Return the part of the entries below that opens with the line containing "Provide the polygon of every instance of the pale" and closes with the line containing "Segment each instance of the pale", including both of those lines, as a JSON list of strings with one string per line and no blank lines.

══════════════════════════════

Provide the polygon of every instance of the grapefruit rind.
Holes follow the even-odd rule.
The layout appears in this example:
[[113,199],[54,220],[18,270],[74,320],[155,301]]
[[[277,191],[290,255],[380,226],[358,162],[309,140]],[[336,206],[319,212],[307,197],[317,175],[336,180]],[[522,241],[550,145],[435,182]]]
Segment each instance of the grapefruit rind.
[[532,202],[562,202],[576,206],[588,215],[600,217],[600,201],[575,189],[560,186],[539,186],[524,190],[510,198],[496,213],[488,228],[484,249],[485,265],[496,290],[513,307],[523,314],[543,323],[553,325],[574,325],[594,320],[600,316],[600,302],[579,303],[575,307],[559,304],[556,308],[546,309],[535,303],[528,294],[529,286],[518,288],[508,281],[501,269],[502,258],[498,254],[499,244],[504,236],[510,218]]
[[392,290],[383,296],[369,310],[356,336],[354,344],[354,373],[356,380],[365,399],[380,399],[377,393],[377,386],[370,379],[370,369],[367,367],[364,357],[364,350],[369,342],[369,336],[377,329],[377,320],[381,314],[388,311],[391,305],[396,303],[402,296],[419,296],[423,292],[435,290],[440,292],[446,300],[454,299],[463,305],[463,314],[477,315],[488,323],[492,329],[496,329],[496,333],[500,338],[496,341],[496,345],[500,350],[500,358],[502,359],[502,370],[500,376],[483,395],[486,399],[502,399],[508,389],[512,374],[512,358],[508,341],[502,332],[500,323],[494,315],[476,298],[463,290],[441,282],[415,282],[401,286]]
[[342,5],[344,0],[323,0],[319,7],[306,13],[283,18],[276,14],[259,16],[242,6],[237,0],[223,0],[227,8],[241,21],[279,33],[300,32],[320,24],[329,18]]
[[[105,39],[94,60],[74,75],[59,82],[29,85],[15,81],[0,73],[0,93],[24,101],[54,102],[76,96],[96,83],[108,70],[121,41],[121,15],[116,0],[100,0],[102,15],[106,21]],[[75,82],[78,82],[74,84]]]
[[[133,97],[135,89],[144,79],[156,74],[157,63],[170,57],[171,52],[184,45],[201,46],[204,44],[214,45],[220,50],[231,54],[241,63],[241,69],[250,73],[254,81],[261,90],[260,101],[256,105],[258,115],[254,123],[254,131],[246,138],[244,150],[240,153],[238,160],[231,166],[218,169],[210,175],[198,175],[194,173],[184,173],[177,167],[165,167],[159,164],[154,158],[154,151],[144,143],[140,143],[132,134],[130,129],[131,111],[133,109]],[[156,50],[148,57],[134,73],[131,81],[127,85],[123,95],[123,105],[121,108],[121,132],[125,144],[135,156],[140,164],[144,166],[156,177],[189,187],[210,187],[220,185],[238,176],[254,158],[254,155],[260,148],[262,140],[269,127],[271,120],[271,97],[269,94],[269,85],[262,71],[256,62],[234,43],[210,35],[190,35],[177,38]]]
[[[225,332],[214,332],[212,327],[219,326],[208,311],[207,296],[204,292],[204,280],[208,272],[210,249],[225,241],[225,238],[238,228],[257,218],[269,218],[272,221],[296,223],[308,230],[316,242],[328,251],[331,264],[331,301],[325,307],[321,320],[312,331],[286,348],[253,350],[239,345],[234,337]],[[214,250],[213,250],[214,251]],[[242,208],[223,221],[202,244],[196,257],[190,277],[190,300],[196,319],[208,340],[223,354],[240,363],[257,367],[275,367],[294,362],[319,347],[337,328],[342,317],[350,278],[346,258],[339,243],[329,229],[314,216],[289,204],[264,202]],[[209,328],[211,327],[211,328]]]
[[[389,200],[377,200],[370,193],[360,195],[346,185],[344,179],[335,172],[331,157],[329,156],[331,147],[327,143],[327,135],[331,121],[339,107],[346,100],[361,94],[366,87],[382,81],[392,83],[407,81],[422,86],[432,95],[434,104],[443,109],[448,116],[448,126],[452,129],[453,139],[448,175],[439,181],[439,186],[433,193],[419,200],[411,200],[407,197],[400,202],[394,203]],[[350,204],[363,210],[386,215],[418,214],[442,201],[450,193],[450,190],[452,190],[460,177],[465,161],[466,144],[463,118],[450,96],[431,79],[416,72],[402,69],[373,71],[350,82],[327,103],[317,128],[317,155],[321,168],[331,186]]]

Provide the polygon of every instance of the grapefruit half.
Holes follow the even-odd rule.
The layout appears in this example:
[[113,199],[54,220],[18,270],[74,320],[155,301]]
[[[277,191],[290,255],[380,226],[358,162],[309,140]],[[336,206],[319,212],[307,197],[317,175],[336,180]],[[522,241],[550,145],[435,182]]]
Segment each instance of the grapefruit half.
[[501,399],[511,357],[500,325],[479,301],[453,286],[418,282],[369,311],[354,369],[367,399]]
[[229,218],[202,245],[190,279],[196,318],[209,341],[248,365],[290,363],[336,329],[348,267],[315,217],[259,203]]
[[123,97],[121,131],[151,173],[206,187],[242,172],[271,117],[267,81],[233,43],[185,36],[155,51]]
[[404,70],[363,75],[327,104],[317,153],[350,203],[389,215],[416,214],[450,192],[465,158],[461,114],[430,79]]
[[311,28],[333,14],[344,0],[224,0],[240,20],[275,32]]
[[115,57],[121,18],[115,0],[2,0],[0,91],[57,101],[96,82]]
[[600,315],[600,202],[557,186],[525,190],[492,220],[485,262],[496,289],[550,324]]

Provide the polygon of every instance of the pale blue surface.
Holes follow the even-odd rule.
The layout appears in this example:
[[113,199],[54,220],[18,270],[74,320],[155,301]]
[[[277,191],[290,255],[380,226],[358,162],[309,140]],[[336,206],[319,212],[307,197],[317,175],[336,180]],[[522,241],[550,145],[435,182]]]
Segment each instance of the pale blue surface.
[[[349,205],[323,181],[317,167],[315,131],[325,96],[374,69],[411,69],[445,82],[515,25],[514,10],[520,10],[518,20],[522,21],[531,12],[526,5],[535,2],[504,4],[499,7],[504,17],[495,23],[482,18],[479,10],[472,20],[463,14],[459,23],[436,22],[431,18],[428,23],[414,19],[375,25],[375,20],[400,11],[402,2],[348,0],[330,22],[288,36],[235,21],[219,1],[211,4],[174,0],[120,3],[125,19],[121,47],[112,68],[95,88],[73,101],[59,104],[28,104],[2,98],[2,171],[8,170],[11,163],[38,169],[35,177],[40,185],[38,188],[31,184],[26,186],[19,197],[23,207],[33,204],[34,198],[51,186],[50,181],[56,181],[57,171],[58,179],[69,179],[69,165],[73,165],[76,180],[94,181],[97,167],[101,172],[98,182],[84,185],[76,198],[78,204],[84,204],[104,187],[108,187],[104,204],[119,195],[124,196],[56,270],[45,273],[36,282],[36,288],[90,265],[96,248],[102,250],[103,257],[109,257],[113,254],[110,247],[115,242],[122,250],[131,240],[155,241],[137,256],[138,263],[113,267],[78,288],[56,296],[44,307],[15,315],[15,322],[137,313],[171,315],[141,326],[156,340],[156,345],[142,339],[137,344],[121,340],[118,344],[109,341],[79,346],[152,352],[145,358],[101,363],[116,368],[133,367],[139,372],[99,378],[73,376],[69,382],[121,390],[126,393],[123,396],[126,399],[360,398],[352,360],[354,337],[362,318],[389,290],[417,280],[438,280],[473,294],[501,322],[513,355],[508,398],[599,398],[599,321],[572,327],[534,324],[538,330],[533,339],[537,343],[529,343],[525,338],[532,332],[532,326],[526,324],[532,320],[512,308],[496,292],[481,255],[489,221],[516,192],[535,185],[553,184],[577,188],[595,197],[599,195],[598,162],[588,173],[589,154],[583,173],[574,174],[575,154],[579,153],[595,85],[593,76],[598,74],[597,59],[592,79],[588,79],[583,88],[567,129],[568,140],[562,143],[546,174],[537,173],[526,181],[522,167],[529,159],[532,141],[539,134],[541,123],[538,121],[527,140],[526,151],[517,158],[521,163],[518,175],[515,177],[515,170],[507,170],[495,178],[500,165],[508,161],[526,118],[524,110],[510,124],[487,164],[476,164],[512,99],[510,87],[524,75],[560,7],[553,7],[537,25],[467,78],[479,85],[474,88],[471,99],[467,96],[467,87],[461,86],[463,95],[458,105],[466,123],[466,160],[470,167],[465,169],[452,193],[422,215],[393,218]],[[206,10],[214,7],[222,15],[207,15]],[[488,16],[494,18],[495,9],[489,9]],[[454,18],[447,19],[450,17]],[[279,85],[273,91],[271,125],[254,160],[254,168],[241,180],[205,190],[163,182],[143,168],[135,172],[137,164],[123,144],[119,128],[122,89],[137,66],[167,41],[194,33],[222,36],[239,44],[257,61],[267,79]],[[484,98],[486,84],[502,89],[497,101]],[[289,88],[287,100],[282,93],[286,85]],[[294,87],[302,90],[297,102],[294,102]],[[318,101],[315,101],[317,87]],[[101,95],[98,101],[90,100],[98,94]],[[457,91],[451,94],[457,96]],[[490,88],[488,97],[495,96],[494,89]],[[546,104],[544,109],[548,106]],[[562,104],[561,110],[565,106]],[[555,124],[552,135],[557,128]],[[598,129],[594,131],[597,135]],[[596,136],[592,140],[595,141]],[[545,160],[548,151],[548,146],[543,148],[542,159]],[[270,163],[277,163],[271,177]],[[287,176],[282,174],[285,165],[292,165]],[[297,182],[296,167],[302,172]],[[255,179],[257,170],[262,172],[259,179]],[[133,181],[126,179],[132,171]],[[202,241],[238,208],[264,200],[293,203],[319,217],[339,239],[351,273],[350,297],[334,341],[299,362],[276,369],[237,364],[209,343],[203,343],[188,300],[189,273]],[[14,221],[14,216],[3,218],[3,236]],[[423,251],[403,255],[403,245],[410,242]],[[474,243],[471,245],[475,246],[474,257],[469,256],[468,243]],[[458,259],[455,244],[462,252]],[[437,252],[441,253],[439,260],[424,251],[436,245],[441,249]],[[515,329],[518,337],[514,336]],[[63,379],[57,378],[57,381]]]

══════════════════════════════

Solution
[
  "Provide the polygon of every instance of the pale blue surface.",
  "Holes follow the even-odd rule.",
  "The layout appears in this example:",
  "[[113,199],[54,220],[18,270],[74,320],[155,301]]",
  "[[[277,191],[290,255],[380,226],[358,162],[309,140]],[[336,206],[319,212],[307,197],[317,175],[336,180]],[[522,241],[550,145],[435,182]]]",
  "Segment each instance of the pale blue surface."
]